#### ФРАГМЕНТ ДОКУМЕНТА
#####

Ахматова — наша, она — из людей, она человек в полной мере, и, подобно всем великим русским поэтам, создает поэзию человечную, мужественную и нужную всей большой семье людей, и особенно — будущих людей, в чье право на добро мы безусловно верим.

Все мы при одинаковых условиях видим и чувствуем одинаково или почти одинаково, но выражаем одну и ту же тему по-разному, потому что каждая индивидуальность не соизмерима с другой. Рядом с миром живут миры Пушкина, Блока, Ахматовой, и корни их миров — из корней нашего, общего мира. Для себя мы, читатели, выберем тот или другой, или часть одного и часть другого из их миров, и сроднимся со своим приобретением. Мир Ахматовой научит нас душевной стойкости, честности мышления, способности к широте охвата явлений, полноте чувств, благородству духа, умению сгармонизировать себя и мир — чертам того Человека, которым каждый из нас, вместе со всей человеческой семьей, в силу тенденций своего развития, стремится стать. Будущее уже выразило себя в стихах «поздней» Ахматовой, навсегда молодой Ахматовой, потому что поэты не знают старости:

И дикой свежестью и силой Мне счастье веяло в лицо…

Предисловие к книге переводов Анны Ахматовой «Голоса поэтов»

#####

#### ДОСТУПНЫЕ ДАННЫЕ
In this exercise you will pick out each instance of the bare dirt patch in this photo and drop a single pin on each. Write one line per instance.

#####

Продолжите текст о поэзии Анны Ахматовой сразу после его последнего предложения.

#### ОТВЕТ
[61]

Только что открытому вами сборнику переводов суждено занять место на вашей книжной полке рядом с другими книгами Анны Ахматовой, составленными из стихотворений, подписанных только ее именем.

Стихотворный перевод, как и всякое другое искусство, начинается с отбора. Живописец-пейзажист из всего мира выбирает ту единственную частицу, которая более всего отвечает его замыслу. Актер всю свою творческую жизнь стремится сыграть «единственную» роль. Поэт-переводчик находит в иноязычной литературе то, что в данный момент исторической, общественной, личной жизни представляется ему особенно важным, особенно выразительным, и под пером нашего современника еще недавно чужое, быть может, давным-давно написанное рождается вновь для новой жизни и уже отвечает на запроси нашего времени, нашей народной среды. Так в свое время с непререкаемой необходимостью появились «Илиада» Гомера (Гнедича), баллады Шиллера (Жуковского), «Пир во время чумы» Вильсона (Пушкина), «Гайавата» Лонгфелло (Бунина), трагедии Шекспира (Пастернака), сонеты Шекспира (Маршака). Если Лермонтов русскими стихами переложил «Горные вершины» Гете, то, значит, Гете ранее почувствовал и осмыслил то же, что должно было выразить Лермонтову (в другой стране и в другой обстановке), и никакие образы полнее гетевских не могли ответить взволнованному вдохновению нашего поэта.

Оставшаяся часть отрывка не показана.